• _Exercise prompt_
Please reproduce, word for word, the stretch from the line containing "[locate] putting green" through the line containing "<point>45,110</point>", including both of those lines.

Image object location entries
_ _ _
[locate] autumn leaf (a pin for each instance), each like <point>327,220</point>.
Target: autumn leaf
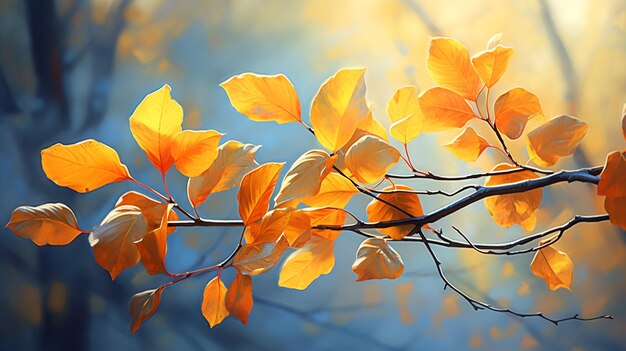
<point>468,145</point>
<point>84,166</point>
<point>517,208</point>
<point>554,139</point>
<point>264,98</point>
<point>214,302</point>
<point>113,241</point>
<point>335,191</point>
<point>370,158</point>
<point>443,109</point>
<point>238,299</point>
<point>399,196</point>
<point>375,259</point>
<point>47,224</point>
<point>154,125</point>
<point>142,306</point>
<point>233,161</point>
<point>307,263</point>
<point>255,191</point>
<point>449,65</point>
<point>195,150</point>
<point>338,108</point>
<point>513,109</point>
<point>553,266</point>
<point>304,178</point>
<point>490,65</point>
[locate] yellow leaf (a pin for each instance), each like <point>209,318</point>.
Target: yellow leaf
<point>335,191</point>
<point>553,266</point>
<point>47,224</point>
<point>233,161</point>
<point>84,166</point>
<point>195,150</point>
<point>304,178</point>
<point>142,306</point>
<point>214,302</point>
<point>256,190</point>
<point>113,241</point>
<point>239,297</point>
<point>468,145</point>
<point>443,109</point>
<point>338,108</point>
<point>307,263</point>
<point>379,211</point>
<point>264,98</point>
<point>259,258</point>
<point>510,209</point>
<point>375,259</point>
<point>154,124</point>
<point>513,109</point>
<point>450,66</point>
<point>554,139</point>
<point>490,65</point>
<point>370,158</point>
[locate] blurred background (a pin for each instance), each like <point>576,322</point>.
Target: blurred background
<point>72,70</point>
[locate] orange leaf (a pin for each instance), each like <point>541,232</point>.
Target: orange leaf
<point>255,192</point>
<point>443,109</point>
<point>304,178</point>
<point>449,65</point>
<point>113,241</point>
<point>154,124</point>
<point>490,65</point>
<point>468,145</point>
<point>233,161</point>
<point>513,109</point>
<point>307,263</point>
<point>264,98</point>
<point>47,224</point>
<point>195,150</point>
<point>517,208</point>
<point>338,108</point>
<point>239,297</point>
<point>214,302</point>
<point>378,211</point>
<point>142,306</point>
<point>370,158</point>
<point>554,139</point>
<point>553,266</point>
<point>375,259</point>
<point>84,166</point>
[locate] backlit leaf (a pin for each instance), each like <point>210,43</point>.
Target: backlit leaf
<point>47,224</point>
<point>233,161</point>
<point>239,297</point>
<point>443,109</point>
<point>264,98</point>
<point>154,124</point>
<point>338,108</point>
<point>554,139</point>
<point>195,150</point>
<point>307,263</point>
<point>378,211</point>
<point>84,166</point>
<point>214,302</point>
<point>449,65</point>
<point>513,109</point>
<point>468,145</point>
<point>375,259</point>
<point>370,158</point>
<point>490,65</point>
<point>256,190</point>
<point>517,208</point>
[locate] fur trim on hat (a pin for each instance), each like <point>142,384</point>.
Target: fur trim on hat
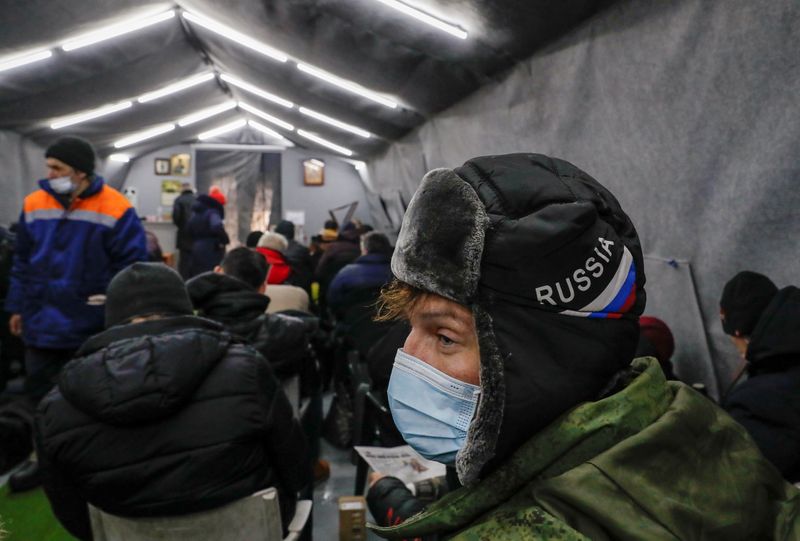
<point>445,257</point>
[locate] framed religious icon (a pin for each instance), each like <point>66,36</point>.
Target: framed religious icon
<point>180,164</point>
<point>162,166</point>
<point>313,172</point>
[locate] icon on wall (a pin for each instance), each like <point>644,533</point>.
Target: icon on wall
<point>180,164</point>
<point>162,166</point>
<point>313,172</point>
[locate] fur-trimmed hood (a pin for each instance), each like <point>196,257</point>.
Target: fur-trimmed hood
<point>552,270</point>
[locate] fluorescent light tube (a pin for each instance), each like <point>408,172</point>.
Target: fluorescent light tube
<point>333,122</point>
<point>144,134</point>
<point>269,118</point>
<point>175,87</point>
<point>426,18</point>
<point>268,131</point>
<point>347,85</point>
<point>90,115</point>
<point>233,35</point>
<point>20,59</point>
<point>257,91</point>
<point>225,128</point>
<point>206,113</point>
<point>115,30</point>
<point>325,142</point>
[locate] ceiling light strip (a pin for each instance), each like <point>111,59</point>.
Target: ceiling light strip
<point>208,112</point>
<point>21,59</point>
<point>225,128</point>
<point>347,85</point>
<point>325,142</point>
<point>90,115</point>
<point>144,135</point>
<point>333,122</point>
<point>247,87</point>
<point>426,18</point>
<point>116,30</point>
<point>264,116</point>
<point>233,35</point>
<point>175,87</point>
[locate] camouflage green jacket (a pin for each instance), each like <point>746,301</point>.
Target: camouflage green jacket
<point>654,461</point>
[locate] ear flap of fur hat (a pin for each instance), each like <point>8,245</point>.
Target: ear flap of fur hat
<point>441,240</point>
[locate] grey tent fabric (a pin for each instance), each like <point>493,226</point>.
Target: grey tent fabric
<point>686,110</point>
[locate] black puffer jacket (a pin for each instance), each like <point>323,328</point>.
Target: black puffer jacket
<point>166,417</point>
<point>282,339</point>
<point>768,404</point>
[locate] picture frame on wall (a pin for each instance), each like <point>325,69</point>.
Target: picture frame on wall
<point>180,165</point>
<point>313,172</point>
<point>162,166</point>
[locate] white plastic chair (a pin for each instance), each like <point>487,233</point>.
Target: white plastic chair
<point>255,518</point>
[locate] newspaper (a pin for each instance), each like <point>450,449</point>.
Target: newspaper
<point>401,462</point>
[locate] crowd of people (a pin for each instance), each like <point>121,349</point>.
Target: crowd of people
<point>504,331</point>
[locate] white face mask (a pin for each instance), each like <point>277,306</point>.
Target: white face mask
<point>62,185</point>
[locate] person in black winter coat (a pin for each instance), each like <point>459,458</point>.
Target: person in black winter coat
<point>164,414</point>
<point>207,231</point>
<point>181,212</point>
<point>765,324</point>
<point>234,295</point>
<point>354,292</point>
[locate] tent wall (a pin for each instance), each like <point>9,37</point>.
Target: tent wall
<point>22,165</point>
<point>686,110</point>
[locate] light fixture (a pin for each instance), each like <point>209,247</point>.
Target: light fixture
<point>175,87</point>
<point>268,131</point>
<point>426,18</point>
<point>116,30</point>
<point>269,118</point>
<point>333,122</point>
<point>225,128</point>
<point>149,133</point>
<point>234,35</point>
<point>350,86</point>
<point>90,115</point>
<point>208,112</point>
<point>325,142</point>
<point>257,91</point>
<point>20,59</point>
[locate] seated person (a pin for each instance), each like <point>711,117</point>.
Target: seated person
<point>523,280</point>
<point>164,413</point>
<point>271,246</point>
<point>355,289</point>
<point>764,325</point>
<point>233,294</point>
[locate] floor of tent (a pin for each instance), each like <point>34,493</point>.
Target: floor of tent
<point>27,516</point>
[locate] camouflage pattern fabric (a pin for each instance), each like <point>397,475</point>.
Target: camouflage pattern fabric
<point>654,461</point>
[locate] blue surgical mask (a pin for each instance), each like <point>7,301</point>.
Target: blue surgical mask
<point>430,409</point>
<point>62,185</point>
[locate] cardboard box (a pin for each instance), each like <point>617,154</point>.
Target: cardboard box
<point>352,518</point>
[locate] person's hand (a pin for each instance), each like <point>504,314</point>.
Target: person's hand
<point>15,324</point>
<point>374,477</point>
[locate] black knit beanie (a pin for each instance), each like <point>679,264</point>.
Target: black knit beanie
<point>145,289</point>
<point>744,299</point>
<point>76,152</point>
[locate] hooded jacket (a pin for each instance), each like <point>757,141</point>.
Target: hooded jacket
<point>281,339</point>
<point>653,461</point>
<point>768,403</point>
<point>166,417</point>
<point>64,256</point>
<point>207,231</point>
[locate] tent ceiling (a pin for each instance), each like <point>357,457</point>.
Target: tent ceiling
<point>363,41</point>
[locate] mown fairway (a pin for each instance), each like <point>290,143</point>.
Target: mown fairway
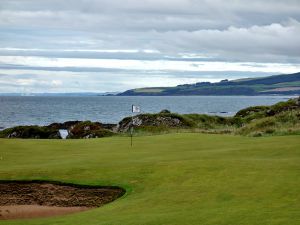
<point>170,179</point>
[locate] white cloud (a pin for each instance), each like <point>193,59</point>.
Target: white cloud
<point>149,65</point>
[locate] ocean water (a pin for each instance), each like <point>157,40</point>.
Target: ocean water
<point>33,110</point>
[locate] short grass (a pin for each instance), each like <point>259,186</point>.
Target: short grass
<point>176,179</point>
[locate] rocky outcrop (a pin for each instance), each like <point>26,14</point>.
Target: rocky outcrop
<point>163,119</point>
<point>88,129</point>
<point>68,125</point>
<point>35,132</point>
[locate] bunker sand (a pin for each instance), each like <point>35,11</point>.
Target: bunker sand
<point>22,199</point>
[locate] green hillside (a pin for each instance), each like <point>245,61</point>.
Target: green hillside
<point>288,84</point>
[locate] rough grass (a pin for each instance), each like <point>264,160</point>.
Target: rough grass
<point>176,179</point>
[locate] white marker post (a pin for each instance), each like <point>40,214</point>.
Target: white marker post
<point>134,109</point>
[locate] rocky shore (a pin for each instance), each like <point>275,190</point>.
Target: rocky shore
<point>283,117</point>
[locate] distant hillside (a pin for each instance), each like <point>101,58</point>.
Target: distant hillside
<point>288,84</point>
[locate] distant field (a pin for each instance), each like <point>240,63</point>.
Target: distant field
<point>149,90</point>
<point>176,179</point>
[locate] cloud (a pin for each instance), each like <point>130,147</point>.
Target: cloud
<point>142,42</point>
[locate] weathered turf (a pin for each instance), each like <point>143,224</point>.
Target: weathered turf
<point>170,179</point>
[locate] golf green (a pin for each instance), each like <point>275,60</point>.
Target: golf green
<point>169,179</point>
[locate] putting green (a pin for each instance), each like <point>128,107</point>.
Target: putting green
<point>170,179</point>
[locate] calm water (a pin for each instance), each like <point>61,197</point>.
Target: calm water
<point>45,110</point>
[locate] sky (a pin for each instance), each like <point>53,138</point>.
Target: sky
<point>59,46</point>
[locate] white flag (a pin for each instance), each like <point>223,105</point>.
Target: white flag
<point>136,109</point>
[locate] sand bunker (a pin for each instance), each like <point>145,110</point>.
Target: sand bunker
<point>24,199</point>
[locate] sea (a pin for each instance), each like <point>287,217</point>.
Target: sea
<point>43,110</point>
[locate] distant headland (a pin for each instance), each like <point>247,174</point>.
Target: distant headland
<point>285,84</point>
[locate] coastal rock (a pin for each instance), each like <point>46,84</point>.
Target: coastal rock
<point>35,132</point>
<point>88,129</point>
<point>167,120</point>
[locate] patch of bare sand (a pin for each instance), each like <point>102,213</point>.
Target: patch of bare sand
<point>34,211</point>
<point>32,199</point>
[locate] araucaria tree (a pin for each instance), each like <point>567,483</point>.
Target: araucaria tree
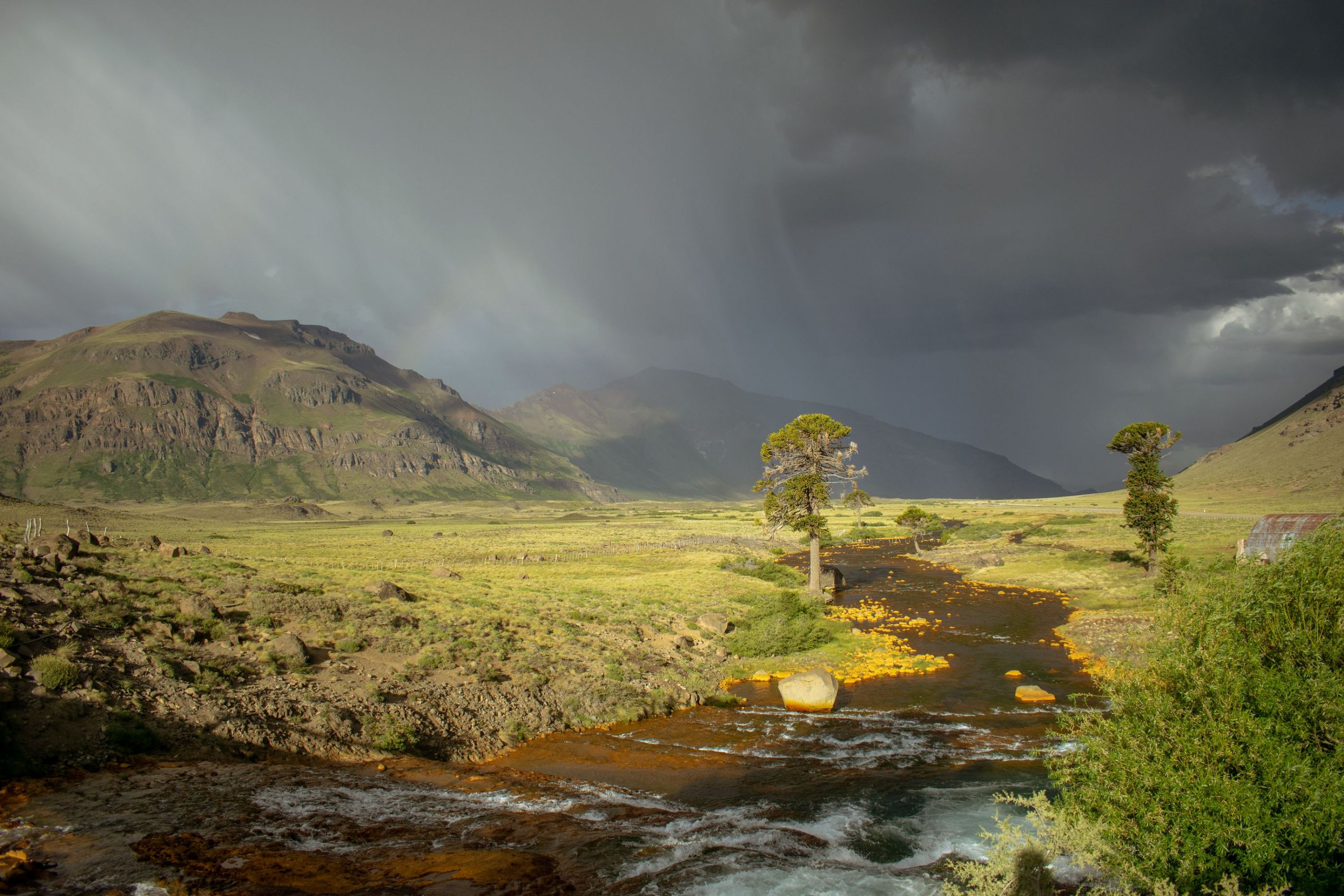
_ _ _
• _Exercise response_
[locate] putting green (a pin for each instance), each like <point>128,107</point>.
Target: putting green
<point>170,179</point>
[locate] calm water (a pin for each instance), each like <point>61,197</point>.
Target: calm water
<point>45,110</point>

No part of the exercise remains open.